--- start Extracted entries ---
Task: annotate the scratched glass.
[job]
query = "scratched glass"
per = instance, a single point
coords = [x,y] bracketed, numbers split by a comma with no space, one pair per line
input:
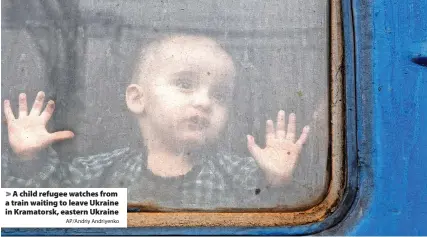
[169,99]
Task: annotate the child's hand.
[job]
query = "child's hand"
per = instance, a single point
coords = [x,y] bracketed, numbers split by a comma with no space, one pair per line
[27,133]
[280,155]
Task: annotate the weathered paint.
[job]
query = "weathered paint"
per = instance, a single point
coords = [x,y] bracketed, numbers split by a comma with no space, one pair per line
[391,103]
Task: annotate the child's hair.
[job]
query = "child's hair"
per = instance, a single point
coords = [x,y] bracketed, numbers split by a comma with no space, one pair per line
[147,52]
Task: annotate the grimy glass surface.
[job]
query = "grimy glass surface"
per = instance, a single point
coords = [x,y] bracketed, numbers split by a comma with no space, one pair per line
[209,74]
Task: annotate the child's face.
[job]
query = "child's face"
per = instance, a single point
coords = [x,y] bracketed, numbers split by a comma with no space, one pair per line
[189,85]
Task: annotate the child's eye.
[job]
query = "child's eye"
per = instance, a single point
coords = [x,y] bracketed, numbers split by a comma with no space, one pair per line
[185,84]
[220,96]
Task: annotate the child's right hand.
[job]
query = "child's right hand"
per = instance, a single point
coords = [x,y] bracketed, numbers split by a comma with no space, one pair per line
[27,133]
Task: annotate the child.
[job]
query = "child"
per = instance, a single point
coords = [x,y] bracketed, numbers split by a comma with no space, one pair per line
[180,92]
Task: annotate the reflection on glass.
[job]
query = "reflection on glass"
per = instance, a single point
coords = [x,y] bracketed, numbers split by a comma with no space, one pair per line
[183,118]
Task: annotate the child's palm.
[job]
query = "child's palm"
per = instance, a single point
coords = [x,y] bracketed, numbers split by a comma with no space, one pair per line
[280,155]
[27,133]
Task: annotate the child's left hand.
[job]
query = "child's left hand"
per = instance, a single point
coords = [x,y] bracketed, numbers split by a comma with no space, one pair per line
[280,155]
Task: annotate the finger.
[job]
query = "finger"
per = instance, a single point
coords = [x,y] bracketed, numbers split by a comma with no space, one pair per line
[38,103]
[48,111]
[280,127]
[290,133]
[8,111]
[23,105]
[269,132]
[304,135]
[253,148]
[60,136]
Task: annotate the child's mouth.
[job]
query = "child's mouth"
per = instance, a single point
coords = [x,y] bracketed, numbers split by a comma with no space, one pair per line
[198,123]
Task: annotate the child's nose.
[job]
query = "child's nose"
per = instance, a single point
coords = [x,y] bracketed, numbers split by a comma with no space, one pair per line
[201,99]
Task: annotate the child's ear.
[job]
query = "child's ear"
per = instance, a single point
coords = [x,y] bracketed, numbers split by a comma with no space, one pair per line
[135,99]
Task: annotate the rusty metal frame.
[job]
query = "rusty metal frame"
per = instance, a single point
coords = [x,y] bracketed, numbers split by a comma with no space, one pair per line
[337,167]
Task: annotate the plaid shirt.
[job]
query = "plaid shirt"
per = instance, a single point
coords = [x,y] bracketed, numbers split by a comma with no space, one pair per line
[217,181]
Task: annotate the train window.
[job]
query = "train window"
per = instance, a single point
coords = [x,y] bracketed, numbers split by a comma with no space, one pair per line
[228,112]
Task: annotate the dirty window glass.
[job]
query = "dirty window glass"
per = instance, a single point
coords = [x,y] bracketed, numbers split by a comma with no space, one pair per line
[171,100]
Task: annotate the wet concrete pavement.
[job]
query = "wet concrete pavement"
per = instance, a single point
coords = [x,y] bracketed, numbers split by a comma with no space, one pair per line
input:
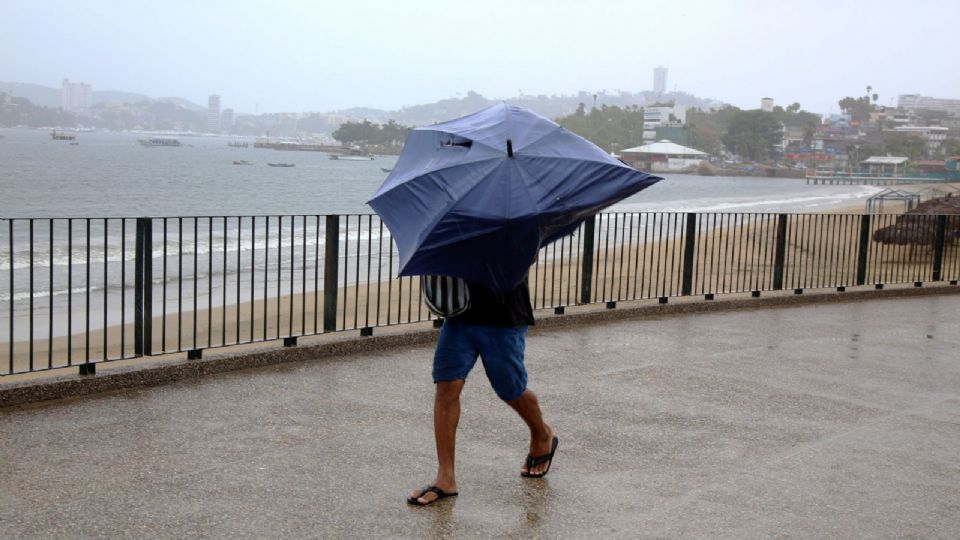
[839,420]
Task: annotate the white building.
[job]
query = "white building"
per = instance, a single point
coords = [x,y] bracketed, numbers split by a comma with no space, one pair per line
[933,135]
[75,97]
[659,79]
[213,113]
[915,102]
[663,156]
[226,120]
[654,117]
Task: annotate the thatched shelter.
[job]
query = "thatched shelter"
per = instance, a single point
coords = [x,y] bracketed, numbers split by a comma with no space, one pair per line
[918,227]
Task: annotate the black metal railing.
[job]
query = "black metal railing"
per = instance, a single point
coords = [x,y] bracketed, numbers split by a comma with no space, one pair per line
[80,291]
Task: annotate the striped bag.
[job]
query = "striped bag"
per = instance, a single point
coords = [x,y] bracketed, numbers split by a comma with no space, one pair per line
[445,296]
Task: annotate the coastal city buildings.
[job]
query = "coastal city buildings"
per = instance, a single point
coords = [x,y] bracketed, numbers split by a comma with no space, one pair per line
[226,120]
[655,119]
[916,102]
[75,97]
[659,80]
[213,113]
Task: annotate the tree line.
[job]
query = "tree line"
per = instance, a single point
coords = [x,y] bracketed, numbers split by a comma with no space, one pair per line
[367,133]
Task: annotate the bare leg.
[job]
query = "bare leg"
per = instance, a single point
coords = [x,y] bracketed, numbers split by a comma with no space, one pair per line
[446,416]
[541,434]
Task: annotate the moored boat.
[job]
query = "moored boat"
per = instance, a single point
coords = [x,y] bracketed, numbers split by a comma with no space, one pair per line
[159,141]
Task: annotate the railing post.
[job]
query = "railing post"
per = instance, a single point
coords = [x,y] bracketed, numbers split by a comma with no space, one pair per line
[938,248]
[331,266]
[781,252]
[586,264]
[863,249]
[143,289]
[689,249]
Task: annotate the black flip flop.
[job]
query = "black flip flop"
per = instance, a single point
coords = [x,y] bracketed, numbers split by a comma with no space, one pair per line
[533,461]
[441,494]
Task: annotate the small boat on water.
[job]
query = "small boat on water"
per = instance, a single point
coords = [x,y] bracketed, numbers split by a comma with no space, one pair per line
[159,141]
[347,157]
[353,154]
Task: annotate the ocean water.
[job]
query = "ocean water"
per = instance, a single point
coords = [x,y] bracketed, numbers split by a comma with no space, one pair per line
[110,175]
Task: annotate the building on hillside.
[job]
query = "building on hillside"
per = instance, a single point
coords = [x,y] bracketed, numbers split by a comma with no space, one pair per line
[916,102]
[675,133]
[659,80]
[884,165]
[657,117]
[933,135]
[213,113]
[663,156]
[75,97]
[226,120]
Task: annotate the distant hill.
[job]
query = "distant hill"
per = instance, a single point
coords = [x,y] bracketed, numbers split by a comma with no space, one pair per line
[50,97]
[38,95]
[554,106]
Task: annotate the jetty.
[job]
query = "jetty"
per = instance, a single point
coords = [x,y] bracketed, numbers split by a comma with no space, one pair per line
[891,171]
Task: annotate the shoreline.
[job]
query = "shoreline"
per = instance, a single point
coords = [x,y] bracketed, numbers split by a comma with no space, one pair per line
[621,273]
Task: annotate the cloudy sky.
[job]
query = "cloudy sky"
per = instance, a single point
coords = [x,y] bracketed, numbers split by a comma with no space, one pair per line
[286,55]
--- end Extracted entries ---
• [Short exercise]
Leave out every line before the one containing "Task: annotate the building on hillside."; set down that line and all remaining lines of the material exactly.

• [Expected answer]
Task: annotate the building on hillside.
[job]
query = "building on hillside"
per = instance, a single point
coords = [x,y] bracketed, numbers split by a comma with no space, one pair per line
[916,102]
[675,133]
[659,80]
[884,165]
[657,117]
[933,135]
[213,113]
[663,156]
[75,97]
[226,120]
Task: annotate the distant hill.
[job]
query = "distant hill"
per = instance, a single point
coords = [x,y] bracketed, numbers split by a comma with no space, one pair per line
[50,97]
[38,95]
[554,106]
Task: annotate the jetty.
[job]
query = "jetty"
per = instance, a single point
coords = [x,y] bracketed, numbers split by a comma with no space, one pair per line
[891,171]
Task: annotate the shoreline.
[job]
query = "shoreline"
per = instance, a single point
coords = [x,y] bracketed, numbers split by a comma with no space, one pair per line
[621,273]
Task: annotate the cloudy sky.
[job]
query = "cloudy sky"
per = instance, a single point
coords = [x,y] bracketed, numbers split by a comma with no space, one pair per line
[286,55]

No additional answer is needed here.